ABOUT THIS TASK:
Write the records out again, exactly.

[RECORDS FOR THIS EXERCISE — start]

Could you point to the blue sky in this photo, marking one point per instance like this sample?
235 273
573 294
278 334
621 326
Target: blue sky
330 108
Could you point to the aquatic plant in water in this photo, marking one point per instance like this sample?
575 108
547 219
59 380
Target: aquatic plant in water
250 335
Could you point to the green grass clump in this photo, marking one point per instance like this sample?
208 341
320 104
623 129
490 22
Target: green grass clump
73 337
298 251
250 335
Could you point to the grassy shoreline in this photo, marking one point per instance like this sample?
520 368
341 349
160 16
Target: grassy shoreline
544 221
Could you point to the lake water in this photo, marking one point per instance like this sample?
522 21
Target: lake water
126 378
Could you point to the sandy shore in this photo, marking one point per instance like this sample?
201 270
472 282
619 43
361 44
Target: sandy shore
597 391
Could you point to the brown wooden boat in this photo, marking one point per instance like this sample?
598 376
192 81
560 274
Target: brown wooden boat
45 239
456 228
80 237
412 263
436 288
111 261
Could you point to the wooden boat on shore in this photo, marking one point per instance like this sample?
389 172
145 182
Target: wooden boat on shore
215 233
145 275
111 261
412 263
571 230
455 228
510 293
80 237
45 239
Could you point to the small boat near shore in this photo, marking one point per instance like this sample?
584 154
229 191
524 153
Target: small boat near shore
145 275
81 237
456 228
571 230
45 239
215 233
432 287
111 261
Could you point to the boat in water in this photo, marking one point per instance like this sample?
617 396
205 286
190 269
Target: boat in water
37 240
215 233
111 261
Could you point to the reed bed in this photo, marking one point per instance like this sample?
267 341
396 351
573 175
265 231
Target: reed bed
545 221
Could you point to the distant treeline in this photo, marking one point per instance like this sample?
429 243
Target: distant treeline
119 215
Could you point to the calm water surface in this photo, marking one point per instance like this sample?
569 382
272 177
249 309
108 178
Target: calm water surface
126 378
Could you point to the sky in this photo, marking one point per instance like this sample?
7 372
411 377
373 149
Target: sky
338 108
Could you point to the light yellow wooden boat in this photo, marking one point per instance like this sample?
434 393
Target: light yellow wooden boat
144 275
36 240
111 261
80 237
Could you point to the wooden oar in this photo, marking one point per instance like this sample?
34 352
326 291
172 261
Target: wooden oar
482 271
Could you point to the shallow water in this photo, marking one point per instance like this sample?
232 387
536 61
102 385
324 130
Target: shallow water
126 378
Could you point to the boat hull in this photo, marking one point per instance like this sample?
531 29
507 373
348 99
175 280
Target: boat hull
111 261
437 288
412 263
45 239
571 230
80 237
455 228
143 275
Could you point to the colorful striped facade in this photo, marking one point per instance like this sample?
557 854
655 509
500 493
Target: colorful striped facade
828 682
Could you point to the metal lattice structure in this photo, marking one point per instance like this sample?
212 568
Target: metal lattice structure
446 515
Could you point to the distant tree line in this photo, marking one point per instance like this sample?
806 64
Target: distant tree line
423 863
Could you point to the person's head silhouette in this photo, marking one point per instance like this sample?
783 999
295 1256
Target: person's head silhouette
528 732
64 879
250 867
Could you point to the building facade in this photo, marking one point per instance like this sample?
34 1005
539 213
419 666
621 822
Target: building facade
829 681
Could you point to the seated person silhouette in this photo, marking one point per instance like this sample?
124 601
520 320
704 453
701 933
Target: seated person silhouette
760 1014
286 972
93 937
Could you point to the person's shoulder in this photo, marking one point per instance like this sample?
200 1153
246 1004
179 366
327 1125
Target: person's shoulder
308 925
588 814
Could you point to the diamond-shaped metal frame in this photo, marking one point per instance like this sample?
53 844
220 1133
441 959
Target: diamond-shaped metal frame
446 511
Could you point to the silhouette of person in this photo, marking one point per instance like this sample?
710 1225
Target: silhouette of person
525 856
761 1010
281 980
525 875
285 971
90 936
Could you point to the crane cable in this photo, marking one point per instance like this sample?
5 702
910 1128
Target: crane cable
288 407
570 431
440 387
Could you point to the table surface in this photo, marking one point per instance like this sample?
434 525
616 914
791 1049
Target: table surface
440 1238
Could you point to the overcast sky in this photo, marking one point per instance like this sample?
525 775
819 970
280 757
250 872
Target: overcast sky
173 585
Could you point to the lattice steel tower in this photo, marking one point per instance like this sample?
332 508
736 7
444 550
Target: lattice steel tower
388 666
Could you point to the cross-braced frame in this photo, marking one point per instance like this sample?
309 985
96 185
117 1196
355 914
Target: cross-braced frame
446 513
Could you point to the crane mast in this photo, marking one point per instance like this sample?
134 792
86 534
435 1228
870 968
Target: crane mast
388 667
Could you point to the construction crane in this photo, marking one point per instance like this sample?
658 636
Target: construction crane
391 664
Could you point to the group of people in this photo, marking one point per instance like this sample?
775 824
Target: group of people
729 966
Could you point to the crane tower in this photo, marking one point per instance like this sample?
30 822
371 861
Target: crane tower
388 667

[RECORDS FOR THIS EXERCISE — finish]

YOUR RESPONSE:
Could you point to the blue sky in this photo, marking one point per instance like this sample?
235 273
573 294
278 334
621 326
Target: blue sky
330 108
Could you point to the aquatic plant in water in this photo, marking one point per instance like this sample?
575 108
547 219
59 380
Target: aquatic plant in water
250 335
Could you point to the green grass clump in this photo, marking one point per instance like this sample?
208 341
320 104
623 129
490 22
Target: green grass clump
73 337
298 251
250 335
Could you point to the grassy shoreline in this photo, marking one point per instance like this sample?
520 368
341 349
160 16
Target: grassy shoreline
544 221
Could you point to the lake water in this photo, marking one point per instance like this sample?
522 21
Target: lake water
126 378
Could you point to the sandy shore in this photo, marking one point per instance like this sample?
201 270
472 282
619 43
361 44
Target: sandy shore
597 391
Could you point to the brown wooden boat in this photo, marking one point per instance like this sample?
598 376
192 81
560 274
Target: brown wooden boat
45 239
456 228
80 237
412 263
436 288
111 261
Could you point to the wooden boat on shore in this photo, marking one point per instance like this sample?
389 172
145 182
Target: wooden boat on shore
215 233
145 275
111 261
412 263
571 230
455 228
510 293
80 237
45 239
Could you point to the small boat near shore in this photo, marking one point per instance like this sample?
584 154
229 191
524 153
Target: small boat near shore
145 275
81 237
456 228
571 230
45 239
215 233
432 287
111 261
Could you point to the boat in water in this photo, marking one point per instance like this sample?
617 396
205 286
190 269
Target: boat in water
37 240
215 233
111 261
Could you point to the reed bed in this photo, marking one point per instance like this sample?
267 341
396 351
573 175
265 231
Target: reed bed
545 221
Could you point to the distant treeline in this photo, marking one point per instance like this sample?
429 243
Target: distant treeline
119 215
Could you point to the calm water surface in this photo, marking one point per instance like this sample?
569 382
272 177
249 309
108 178
Target: calm water surface
126 378
Could you point to the sky in this photo, marking one point per instance like this sample?
7 372
411 377
373 149
Target: sky
338 108
Could you point to the light yellow wooden boat in this photo, marking one point per instance like this sample?
434 393
Target: light yellow wooden boat
144 275
36 240
111 261
80 237
Could you point to the wooden oar in this photo, marking one point per instance like this sample?
34 352
326 291
172 261
Target: wooden oar
482 271
Could you point to the shallow water in this photo, marking one point per instance like this sample?
232 387
536 61
102 385
324 130
Target: shallow water
126 378
Could you point to the boat hull in this photo, marking one point per instance like this sample?
531 29
507 373
348 99
175 280
Target: boat hull
111 261
437 288
412 263
45 239
571 230
80 237
455 228
143 275
Could you point to the colorful striped facade in this photo, marking one point per instance like this sample?
557 854
655 509
500 493
Target: colorful striped facade
828 682
Could you point to the metal lattice structure in this photo, marking one point per instance like this sample?
212 568
Target: metal lattice structure
446 515
Could you point to the distant tree line in this photo, marking one point per instance like this sample?
806 64
Target: distant tree line
423 863
Could you point to the person's head silhouette in this photo, marking one point per instance like this sample?
783 999
295 1256
Target: person's head silhouette
528 732
64 879
250 867
Could you point to the building facade in this photo, marking one point per instance like this sample?
34 1005
539 213
419 666
621 822
Target: building facade
829 681
Could you point to the seated person silhouette in this photo, marking one point per instance like this sample?
124 601
520 320
704 453
701 933
Target: seated person silhouette
760 1014
286 972
93 937
Could you point to the person's shoulder in this photo, marking one point per instance like this sample?
200 1153
246 1004
179 366
327 1125
Target: person's shoulder
308 925
588 814
Could you point to the diamond-shaped metal frame in this photo, marking one point per instance like this sample?
53 844
220 1133
441 959
Target: diamond-shaped metal frame
446 511
Could you point to the silhouette of person in this photo, marking one point per instance like this sample?
710 1225
Target: silhouette of person
525 856
761 1010
281 980
525 875
285 971
90 936
Could you point to the crane cable in this photo, marking one point per instance like this sample?
5 702
910 1128
Target: crane cable
288 407
570 431
440 387
Could you point to the table surface in this photo, marking one point per instance like this sample?
434 525
616 914
791 1049
Target: table surface
440 1238
Could you point to the overcast sky in this photo, marking one point per instance like this sample?
525 775
819 970
280 757
250 872
Target: overcast sky
173 585
Could you point to the lattice steel tower in this photo, marking one point per instance like this sample?
332 508
736 7
444 550
Target: lattice steel tower
388 666
Could you point to the cross-braced frame in this photo, marking one point per instance like this sample?
309 985
96 185
117 1196
355 914
Target: cross-braced frame
446 513
Could you point to the crane mast in this photo, marking one point per instance like this sample?
134 792
86 534
435 1228
870 968
Target: crane mast
388 667
Could you point to the construction crane in this photo, marking one point per instance like this sample?
658 636
Target: construction crane
391 664
Could you point to the group of people in this photo, marking one point per instance like this sample?
775 824
Target: group of people
729 966
Could you point to the crane tower in this photo, marking one point per instance like this sample?
30 822
371 861
Target: crane tower
388 667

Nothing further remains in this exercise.